→ Task to carry out:
From the woodland walk account below, repeat word for word the part that opens with the words containing "23rd April 2026" and closes with "other woodland birds.".

23rd April 2026
Despite the cloudless skies, it was a chilly start to our recent woodland wander through this celebrated SSSI on Oxford’s doorstep. Blackcaps chorused as about 20 of us gathered in the car park, lead singers over a backing group of chaffinches and other woodland birds.
Most moths had sensibly opted for an early night rather than blunder into any traps, but our guide Julian Howe had managed to bag a few interesting ones to show us: among them a Scorched Carpet, well-named for its distinctive wing markings, and a Nut Tree Tussock moth, keeping warm with a furry neck muffler. Temperatures soon rose on the gentle climb towards the Sawmill, an easy stroll on a wide tarmac path. Julian stopped among bluebell carpets at the Three Pines to explain a bit about the history of these woods, generously bequeathed in perpetuity to Oxford University in 1943 in memory of the Ffennel family’s only child Hazel. In the intervening decades, the woodlands have hosted a huge range of scientific surveys and experiments. Over a thousand birdboxes are carefully monitored here, and this year the earliest ever great tit egg was recorded at Wytham on 23rd March. A canary in the climate change coalmine, perhaps?

→ Available data:
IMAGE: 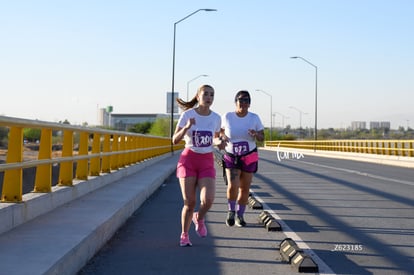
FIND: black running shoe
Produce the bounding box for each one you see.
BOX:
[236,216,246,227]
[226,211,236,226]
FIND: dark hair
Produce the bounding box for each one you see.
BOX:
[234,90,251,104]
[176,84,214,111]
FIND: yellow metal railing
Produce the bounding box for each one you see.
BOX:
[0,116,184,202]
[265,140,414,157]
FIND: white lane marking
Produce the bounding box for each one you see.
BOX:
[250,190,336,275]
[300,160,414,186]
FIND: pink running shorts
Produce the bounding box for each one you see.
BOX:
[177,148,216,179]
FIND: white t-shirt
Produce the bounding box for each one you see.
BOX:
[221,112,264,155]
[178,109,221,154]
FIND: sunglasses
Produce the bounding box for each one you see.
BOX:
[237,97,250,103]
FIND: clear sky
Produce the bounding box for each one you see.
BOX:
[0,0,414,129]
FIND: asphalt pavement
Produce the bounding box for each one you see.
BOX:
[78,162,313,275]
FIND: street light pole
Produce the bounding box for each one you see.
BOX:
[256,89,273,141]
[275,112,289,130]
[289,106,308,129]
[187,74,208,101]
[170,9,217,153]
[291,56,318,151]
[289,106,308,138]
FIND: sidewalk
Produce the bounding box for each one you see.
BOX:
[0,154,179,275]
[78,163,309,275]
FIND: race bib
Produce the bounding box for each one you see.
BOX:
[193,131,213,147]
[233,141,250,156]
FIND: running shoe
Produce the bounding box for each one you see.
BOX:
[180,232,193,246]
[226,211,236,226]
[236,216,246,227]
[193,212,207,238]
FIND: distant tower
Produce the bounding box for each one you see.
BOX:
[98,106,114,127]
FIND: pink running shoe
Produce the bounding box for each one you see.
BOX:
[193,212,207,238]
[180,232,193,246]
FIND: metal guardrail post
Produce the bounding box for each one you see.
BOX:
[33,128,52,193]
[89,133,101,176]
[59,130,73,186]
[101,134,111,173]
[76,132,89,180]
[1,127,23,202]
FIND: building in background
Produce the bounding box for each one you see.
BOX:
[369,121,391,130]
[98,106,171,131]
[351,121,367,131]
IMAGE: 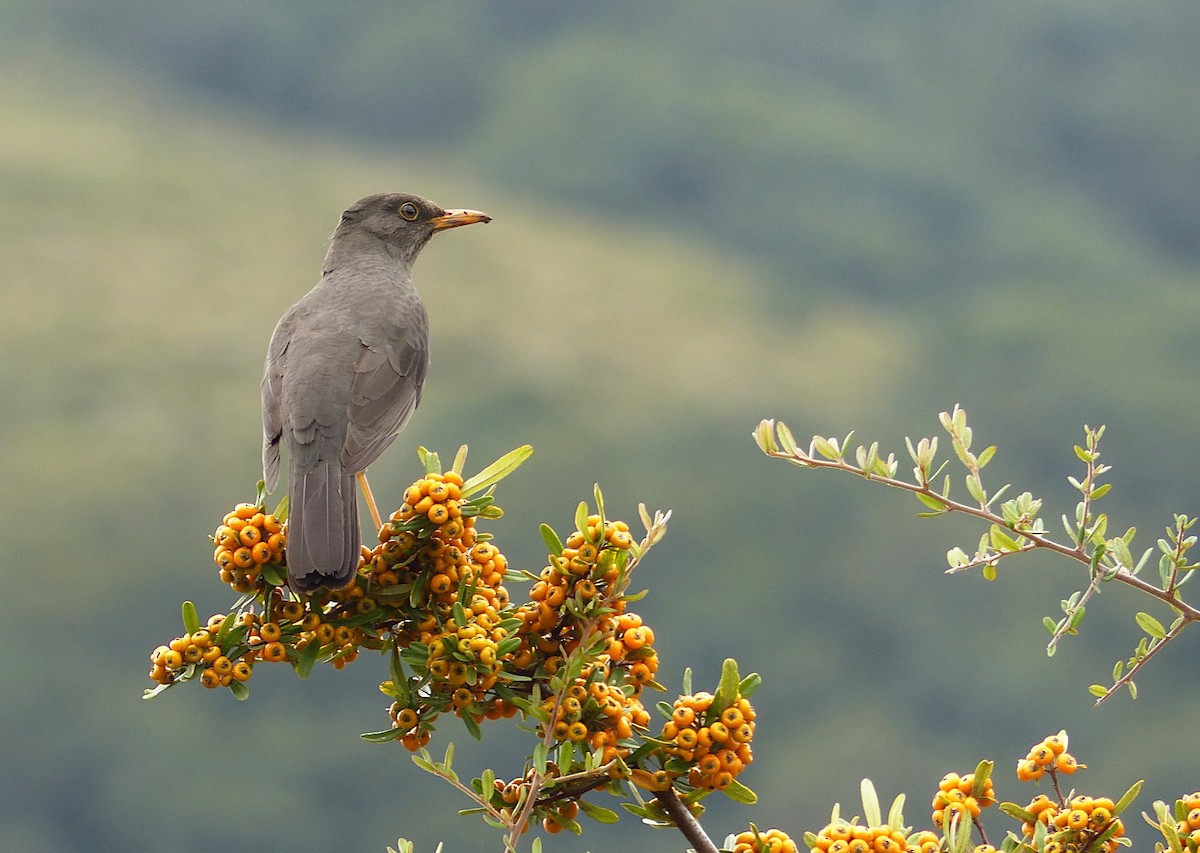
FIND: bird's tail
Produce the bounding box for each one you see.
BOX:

→ Expected answer:
23rd April 2026
Despite the cloudless skies, it was a chilly start to our recent woodland wander through this celebrated SSSI on Oxford’s doorstep. Blackcaps chorused as about 20 of us gathered in the car park, lead singers over a backing group of chaffinches and other woodland birds.